Records shown:
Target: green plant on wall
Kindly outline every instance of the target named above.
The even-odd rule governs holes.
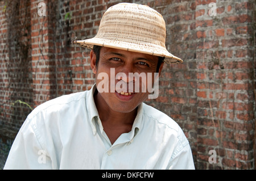
[[[16,104],[16,103],[20,103],[20,104],[25,104],[26,106],[27,106],[27,107],[28,107],[30,108],[30,109],[31,111],[33,111],[33,108],[32,108],[31,106],[30,106],[30,104],[28,104],[26,102],[23,102],[23,101],[22,101],[22,100],[16,100],[15,102],[12,103],[11,103],[11,106],[14,106],[14,104]]]

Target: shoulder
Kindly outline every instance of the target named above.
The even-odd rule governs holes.
[[[188,141],[182,129],[172,118],[152,106],[143,103],[143,116],[146,117],[152,127],[156,127],[160,131],[164,132],[167,136],[176,137],[177,141],[185,147]]]
[[[176,122],[163,112],[144,103],[143,107],[143,115],[151,118],[155,123],[165,125],[175,132],[178,132],[180,129]]]
[[[39,113],[47,112],[50,113],[60,111],[65,111],[65,108],[72,104],[77,104],[85,101],[88,91],[73,93],[56,98],[48,100],[36,107],[28,116],[28,119],[32,119]]]

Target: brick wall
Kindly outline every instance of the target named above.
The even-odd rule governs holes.
[[[160,96],[146,103],[181,127],[197,169],[255,169],[254,1],[126,2],[133,1],[163,15],[167,48],[184,60],[164,65]],[[38,14],[41,2],[46,16]],[[90,89],[89,50],[71,41],[93,37],[103,13],[119,2],[0,2],[0,151],[30,112],[24,103],[34,108]],[[216,163],[208,161],[211,150]]]

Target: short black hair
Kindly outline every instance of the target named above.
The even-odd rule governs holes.
[[[98,45],[93,45],[93,52],[94,52],[94,53],[96,56],[96,68],[98,67],[98,61],[100,60],[100,53],[101,47],[102,47],[98,46]],[[156,73],[159,72],[160,66],[161,65],[161,64],[162,63],[163,63],[164,60],[164,57],[158,57],[158,65],[156,66]]]

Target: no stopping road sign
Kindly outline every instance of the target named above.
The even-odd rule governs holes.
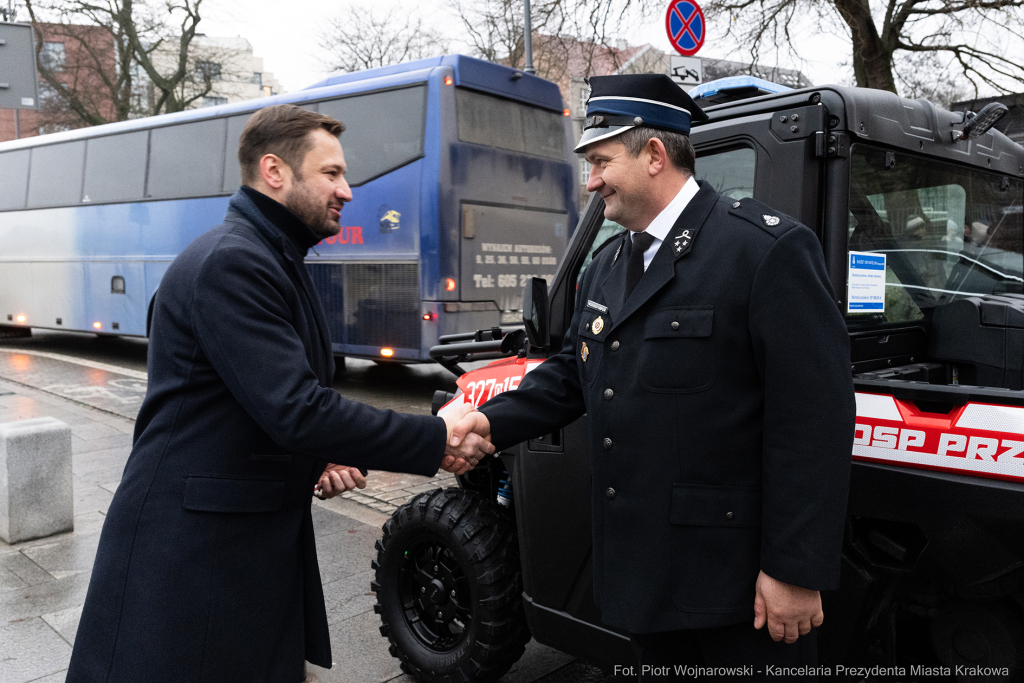
[[[665,14],[665,30],[672,46],[684,56],[696,54],[708,33],[703,11],[694,0],[672,0]]]

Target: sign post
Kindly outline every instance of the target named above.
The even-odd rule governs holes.
[[[18,111],[39,109],[36,36],[28,24],[0,24],[0,109],[14,110],[15,137]]]

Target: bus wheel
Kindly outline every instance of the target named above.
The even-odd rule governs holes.
[[[420,494],[385,522],[373,568],[381,635],[417,680],[495,681],[522,656],[519,547],[497,503],[460,488]]]

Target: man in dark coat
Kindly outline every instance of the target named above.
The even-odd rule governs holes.
[[[668,77],[591,86],[577,151],[628,230],[584,273],[561,352],[453,443],[507,447],[588,413],[603,622],[644,665],[811,665],[855,416],[821,248],[693,178],[687,133],[706,115]]]
[[[330,667],[310,503],[317,481],[331,496],[360,477],[325,467],[433,475],[478,456],[445,456],[444,419],[331,388],[303,257],[351,200],[342,130],[297,106],[255,114],[239,150],[248,186],[164,276],[69,683],[297,683],[304,659]]]

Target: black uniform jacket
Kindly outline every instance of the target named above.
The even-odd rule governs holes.
[[[69,683],[297,683],[303,659],[331,666],[313,485],[326,462],[432,475],[445,429],[331,388],[315,241],[243,188],[168,268]]]
[[[628,249],[586,270],[561,352],[481,409],[499,447],[589,415],[602,620],[753,622],[759,569],[837,587],[855,407],[814,233],[702,183],[624,301]]]

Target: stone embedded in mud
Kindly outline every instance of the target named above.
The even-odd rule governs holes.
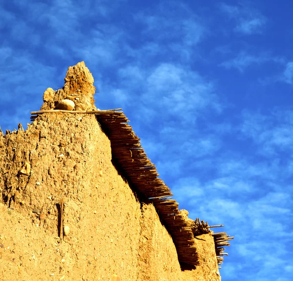
[[[54,100],[54,90],[52,88],[48,88],[43,95],[43,101],[47,103]]]
[[[63,233],[64,235],[67,236],[69,234],[69,231],[70,231],[70,229],[68,225],[64,225],[63,228]]]
[[[58,103],[55,109],[63,110],[72,110],[74,108],[75,106],[75,104],[74,102],[70,100],[62,100]]]
[[[24,174],[25,175],[29,175],[30,174],[31,166],[29,163],[25,162],[21,170],[20,171],[19,174]]]
[[[44,219],[46,217],[47,217],[47,216],[43,213],[40,214],[39,216],[40,219]]]

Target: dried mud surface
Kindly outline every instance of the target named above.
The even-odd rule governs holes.
[[[95,109],[84,62],[64,86],[43,95]],[[94,114],[44,113],[24,131],[0,131],[0,280],[2,281],[220,280],[213,238],[198,241],[200,265],[181,268],[153,205],[138,197],[112,162],[110,141]],[[133,187],[132,187],[132,188]],[[59,235],[60,202],[64,224]]]
[[[122,281],[219,280],[197,279],[201,269],[181,270],[153,206],[113,165],[93,114],[42,114],[26,131],[0,134],[0,157],[3,280],[110,280],[113,274]],[[25,163],[29,175],[20,174]],[[61,198],[70,229],[63,240]],[[205,255],[214,262],[213,246]],[[206,277],[217,277],[216,261],[208,265],[214,272]]]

Set problem:
Copy out every entry above word for word, leaving out the pictures.

Finished answer:
Target: green plant on wall
Kindly outline every instance of the target named above.
The even-odd rule governs holes.
[[[16,104],[16,103],[20,103],[20,104],[25,104],[26,106],[27,106],[27,107],[28,107],[30,108],[30,109],[31,111],[33,111],[33,108],[32,108],[31,106],[30,106],[30,104],[28,104],[26,102],[23,102],[23,101],[22,101],[22,100],[16,100],[15,102],[12,103],[11,103],[11,106],[14,106],[14,104]]]

Target: shoulder
Kindly outline every instance of the target named above.
The even-odd rule governs holes.
[[[188,141],[182,129],[172,118],[152,106],[143,103],[143,116],[146,117],[152,127],[156,127],[160,131],[164,132],[167,136],[176,137],[177,141],[185,147]]]
[[[176,122],[163,112],[144,103],[143,107],[143,115],[151,118],[155,123],[165,125],[175,132],[178,132],[180,129]]]
[[[39,113],[47,112],[50,113],[60,111],[65,111],[65,108],[72,104],[77,104],[85,101],[88,91],[73,93],[56,98],[48,100],[36,107],[28,116],[28,119],[32,119]]]

Target: brick wall
Kindly outline every instance of the target named above.
The even-odd rule governs holes.
[[[160,96],[146,103],[181,127],[197,169],[255,169],[254,1],[126,2],[133,1],[163,15],[167,48],[184,60],[164,65]],[[38,14],[41,2],[46,16]],[[90,89],[89,50],[71,41],[93,37],[103,13],[119,2],[0,2],[0,151],[30,112],[24,103],[34,108]],[[216,163],[208,161],[211,150]]]

Target: short black hair
Kindly outline every instance of the target named above.
The even-odd rule governs holes.
[[[98,45],[93,45],[93,52],[94,52],[94,53],[96,56],[96,68],[98,67],[98,61],[100,60],[100,53],[101,47],[102,47],[98,46]],[[156,73],[159,72],[160,66],[161,65],[161,64],[162,63],[163,63],[164,60],[164,57],[158,57],[158,65],[156,66]]]

Target: no stopping road sign
Kindly outline every instance of the target named above.
The even-odd rule governs holes.
[[[665,14],[665,30],[672,46],[684,56],[696,54],[708,33],[703,11],[694,0],[672,0]]]

Target: sign post
Kindly outline every instance of the target named above.
The even-odd rule governs holes.
[[[18,111],[39,109],[36,36],[28,24],[0,24],[0,109],[14,110],[15,137]]]

Target: bus wheel
Kindly outline every instance of the target named above.
The even-odd rule governs holes.
[[[420,494],[385,522],[373,568],[381,635],[417,680],[495,681],[522,656],[519,547],[497,503],[460,488]]]

Target: man in dark coat
Kindly outline every instance of the target named above.
The even-odd rule governs holes.
[[[668,77],[591,86],[577,151],[628,230],[584,273],[561,352],[453,443],[507,447],[588,413],[603,622],[644,665],[811,665],[855,416],[821,248],[693,178],[687,133],[706,115]]]
[[[330,667],[310,503],[317,481],[331,496],[360,477],[325,467],[433,475],[478,456],[445,456],[444,419],[331,388],[303,257],[351,200],[342,130],[297,106],[255,114],[239,150],[248,186],[164,276],[69,683],[297,683],[304,659]]]

Target: black uniform jacket
Kindly outline every instance of the target named above.
The even-odd rule governs holes.
[[[69,683],[297,683],[303,659],[331,666],[313,485],[326,462],[432,475],[445,429],[331,388],[315,241],[243,188],[168,268]]]
[[[628,249],[586,270],[561,352],[481,409],[499,447],[589,415],[602,620],[753,622],[759,569],[837,587],[855,407],[814,233],[702,183],[624,301]]]

Target: stone embedded in mud
Kindly outline every instance of the target named above.
The even-odd rule governs holes.
[[[54,100],[54,90],[52,88],[48,88],[43,95],[43,101],[47,103]]]
[[[63,233],[64,235],[67,236],[69,234],[69,231],[70,231],[70,229],[68,225],[64,225],[63,228]]]
[[[58,103],[55,109],[63,110],[72,110],[74,108],[75,106],[75,104],[74,102],[70,100],[62,100]]]
[[[24,174],[25,175],[29,175],[30,174],[31,166],[29,163],[25,162],[21,170],[20,171],[19,174]]]
[[[44,219],[46,217],[47,217],[47,216],[43,213],[40,214],[39,216],[40,219]]]

Target: dried mud surface
Kindly outline every instance of the target named above.
The even-odd rule governs holes.
[[[95,109],[84,62],[64,86],[43,95]],[[94,114],[44,113],[24,131],[0,131],[0,280],[2,281],[220,280],[213,238],[198,241],[200,265],[181,268],[153,205],[138,197],[112,162],[110,141]],[[133,187],[132,187],[132,188]],[[59,235],[60,202],[64,224]]]
[[[122,281],[219,280],[197,279],[201,269],[181,270],[153,206],[113,165],[93,114],[42,114],[26,131],[0,134],[0,157],[3,280],[110,280],[113,274]],[[25,163],[29,175],[20,174]],[[61,198],[70,229],[63,240]],[[205,255],[214,262],[213,246]],[[206,277],[217,277],[216,261],[208,265],[214,272]]]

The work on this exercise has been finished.